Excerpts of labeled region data

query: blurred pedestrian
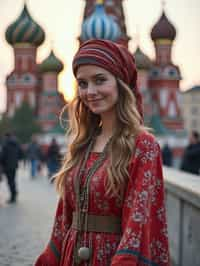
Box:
[46,138,61,178]
[27,136,42,178]
[35,39,170,266]
[180,131,200,175]
[162,143,173,166]
[1,133,22,203]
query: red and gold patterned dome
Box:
[151,11,176,41]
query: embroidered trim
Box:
[116,249,159,266]
[49,240,60,260]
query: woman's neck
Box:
[101,114,116,138]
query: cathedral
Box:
[6,0,184,163]
[6,5,64,135]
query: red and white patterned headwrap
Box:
[72,39,143,120]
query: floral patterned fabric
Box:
[35,132,170,266]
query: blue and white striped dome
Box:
[81,1,121,41]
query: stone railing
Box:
[164,167,200,266]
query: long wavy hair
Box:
[54,79,144,195]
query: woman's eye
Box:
[78,81,88,89]
[95,78,106,85]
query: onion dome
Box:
[39,51,63,73]
[134,47,152,70]
[81,0,121,41]
[151,11,176,41]
[6,5,45,46]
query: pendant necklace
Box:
[74,132,111,265]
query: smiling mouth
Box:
[88,99,103,103]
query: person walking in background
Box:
[180,131,200,175]
[1,133,23,203]
[162,143,173,166]
[46,138,61,178]
[27,136,42,178]
[35,39,170,266]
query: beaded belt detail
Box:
[72,212,121,234]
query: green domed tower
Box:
[39,51,63,73]
[5,4,45,116]
[5,4,45,47]
[38,51,64,132]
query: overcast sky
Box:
[0,0,200,109]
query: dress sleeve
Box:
[111,133,170,266]
[35,193,72,266]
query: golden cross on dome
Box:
[161,0,166,10]
[96,0,104,4]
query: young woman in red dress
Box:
[35,40,170,266]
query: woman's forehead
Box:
[76,65,112,79]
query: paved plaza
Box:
[0,166,58,266]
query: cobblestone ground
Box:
[0,166,57,266]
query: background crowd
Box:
[0,131,200,203]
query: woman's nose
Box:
[87,83,97,94]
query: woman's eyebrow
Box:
[77,73,105,80]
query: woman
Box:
[36,40,169,266]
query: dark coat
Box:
[1,138,22,170]
[181,142,200,175]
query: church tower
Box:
[149,10,183,133]
[38,51,64,133]
[6,4,45,116]
[79,0,130,47]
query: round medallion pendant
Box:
[78,247,90,260]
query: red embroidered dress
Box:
[35,132,170,266]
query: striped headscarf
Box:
[72,39,143,120]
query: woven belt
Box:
[72,212,121,234]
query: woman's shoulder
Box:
[135,130,158,146]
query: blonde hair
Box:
[54,79,144,195]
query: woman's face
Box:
[76,65,118,115]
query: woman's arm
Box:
[111,133,170,266]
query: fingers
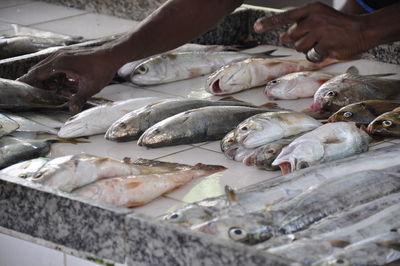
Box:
[254,6,309,33]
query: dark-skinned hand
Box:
[254,2,375,59]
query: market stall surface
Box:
[0,0,400,265]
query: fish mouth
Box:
[211,79,222,94]
[278,162,292,175]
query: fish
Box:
[367,107,400,138]
[272,122,371,174]
[328,100,400,125]
[138,106,279,148]
[117,43,256,81]
[0,114,19,137]
[264,71,338,100]
[243,134,301,171]
[160,144,400,227]
[29,153,200,192]
[205,58,337,96]
[313,231,400,266]
[310,73,400,112]
[73,164,226,207]
[58,97,160,138]
[105,99,256,141]
[235,111,321,148]
[130,50,275,85]
[198,165,400,245]
[0,137,50,169]
[0,78,69,111]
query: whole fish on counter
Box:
[138,106,280,148]
[205,58,336,96]
[272,122,371,174]
[131,50,275,85]
[197,165,400,244]
[0,114,19,137]
[117,43,256,81]
[235,111,321,148]
[162,144,400,227]
[328,100,400,125]
[0,137,50,169]
[105,98,256,141]
[73,164,226,207]
[58,97,160,138]
[311,73,400,112]
[29,153,198,192]
[0,78,68,110]
[367,107,400,138]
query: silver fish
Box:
[58,97,160,138]
[272,122,371,174]
[131,50,275,85]
[138,106,279,147]
[235,111,321,148]
[205,58,336,95]
[105,99,256,141]
[311,73,400,112]
[0,114,19,137]
[163,144,400,229]
[196,165,400,244]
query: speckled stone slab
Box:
[126,214,292,266]
[0,178,131,263]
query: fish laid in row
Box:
[272,122,371,174]
[163,145,400,227]
[105,99,256,141]
[205,58,336,96]
[311,73,400,112]
[138,106,286,148]
[58,97,160,138]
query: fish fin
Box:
[124,200,148,208]
[329,240,350,248]
[376,241,400,251]
[346,66,360,75]
[125,181,143,188]
[260,102,279,108]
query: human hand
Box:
[254,2,375,61]
[18,47,118,114]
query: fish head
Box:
[205,60,251,95]
[130,55,170,85]
[195,213,275,245]
[367,111,400,137]
[272,138,324,175]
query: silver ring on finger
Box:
[306,47,324,63]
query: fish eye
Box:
[382,120,393,127]
[326,91,336,97]
[228,227,247,241]
[343,112,353,118]
[135,65,149,74]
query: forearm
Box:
[107,0,243,68]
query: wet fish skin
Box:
[138,106,279,148]
[162,144,400,227]
[235,111,321,148]
[328,100,400,125]
[0,78,68,111]
[58,97,160,138]
[311,73,400,112]
[264,71,338,100]
[205,58,335,96]
[272,122,371,174]
[0,137,50,169]
[0,114,19,137]
[73,164,226,207]
[131,51,272,85]
[105,99,256,141]
[367,108,400,138]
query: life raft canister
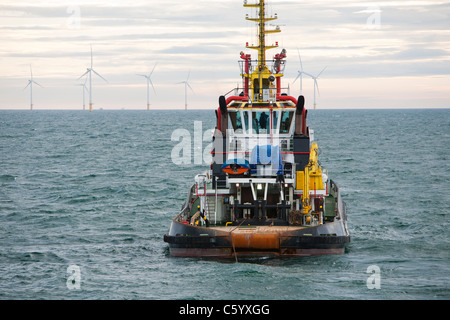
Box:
[222,159,250,174]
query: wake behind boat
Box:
[164,0,350,259]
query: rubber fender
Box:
[219,96,227,114]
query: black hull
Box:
[164,220,350,258]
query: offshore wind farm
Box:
[0,0,450,302]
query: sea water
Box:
[0,109,450,300]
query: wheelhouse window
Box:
[252,111,270,134]
[280,111,294,133]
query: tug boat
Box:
[164,0,350,261]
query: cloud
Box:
[0,0,450,108]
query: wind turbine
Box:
[77,77,89,110]
[23,64,43,110]
[78,45,108,112]
[138,64,156,110]
[292,48,307,94]
[177,71,194,110]
[305,67,327,110]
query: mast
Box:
[242,0,285,102]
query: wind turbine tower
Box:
[138,64,156,111]
[177,71,194,110]
[78,45,108,112]
[293,49,307,94]
[78,77,89,110]
[305,67,327,110]
[24,64,43,110]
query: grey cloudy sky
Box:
[0,0,450,109]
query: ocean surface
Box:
[0,109,450,300]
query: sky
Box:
[0,0,450,110]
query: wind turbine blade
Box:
[92,69,108,82]
[77,69,90,79]
[316,67,327,78]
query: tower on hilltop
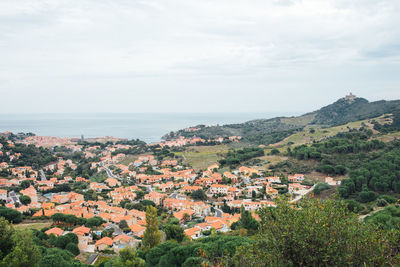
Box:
[344,92,357,103]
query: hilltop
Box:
[163,93,400,145]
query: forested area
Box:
[0,137,56,170]
[219,147,264,166]
[290,130,400,202]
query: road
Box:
[290,184,317,203]
[100,163,121,180]
[39,172,47,181]
[107,223,123,235]
[214,208,223,217]
[168,190,178,198]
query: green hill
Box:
[163,94,400,145]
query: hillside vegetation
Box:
[163,98,400,145]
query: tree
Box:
[235,198,400,266]
[119,220,129,229]
[183,213,190,222]
[191,189,207,200]
[65,243,79,256]
[164,224,185,242]
[142,206,161,250]
[19,195,31,205]
[2,230,40,267]
[0,207,22,223]
[135,190,145,199]
[105,247,146,267]
[0,218,15,259]
[20,180,31,189]
[85,216,105,228]
[39,248,83,267]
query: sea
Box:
[0,112,296,143]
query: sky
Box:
[0,0,400,113]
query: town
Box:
[0,132,340,263]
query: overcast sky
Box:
[0,0,400,113]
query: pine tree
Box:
[143,206,161,250]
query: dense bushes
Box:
[0,207,22,223]
[146,235,251,266]
[219,147,264,165]
[235,199,400,266]
[313,183,331,195]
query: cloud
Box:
[0,0,400,112]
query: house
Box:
[72,226,92,250]
[144,191,168,206]
[19,185,38,202]
[266,176,281,184]
[0,189,7,201]
[174,209,195,223]
[239,166,259,176]
[185,227,201,239]
[289,183,306,194]
[288,173,304,183]
[210,184,229,194]
[44,227,64,236]
[94,236,114,251]
[104,178,121,187]
[129,224,146,237]
[113,235,131,248]
[325,177,340,185]
[180,185,202,193]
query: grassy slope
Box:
[276,115,389,146]
[174,143,243,171]
[14,222,52,230]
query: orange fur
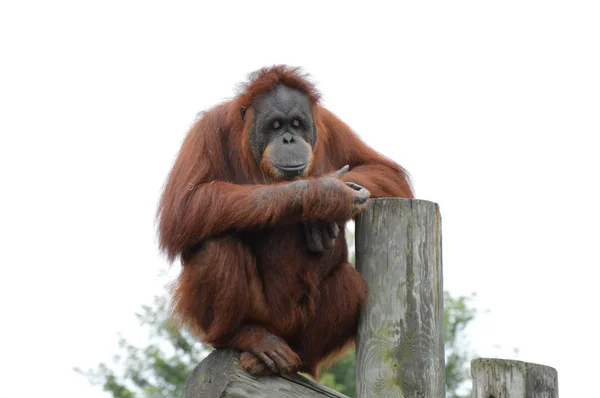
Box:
[158,66,413,375]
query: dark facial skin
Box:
[250,85,317,180]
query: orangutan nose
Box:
[283,133,294,144]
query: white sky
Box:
[0,1,600,397]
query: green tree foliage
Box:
[75,296,210,398]
[76,231,476,398]
[76,293,475,398]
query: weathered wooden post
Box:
[184,350,348,398]
[356,198,445,398]
[471,358,558,398]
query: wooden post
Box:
[471,358,558,398]
[184,350,348,398]
[356,198,446,398]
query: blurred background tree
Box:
[75,231,476,398]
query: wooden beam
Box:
[356,198,445,398]
[184,350,348,398]
[471,358,558,398]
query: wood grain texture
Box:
[356,198,445,398]
[184,350,348,398]
[471,358,558,398]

AIM: Locate and copy every line in the excerpts of labeled region data above that contains the word "tower".

CORRECT OUTPUT:
query: green domed tower
query: church tower
query: wind turbine tower
query: tower on hilltop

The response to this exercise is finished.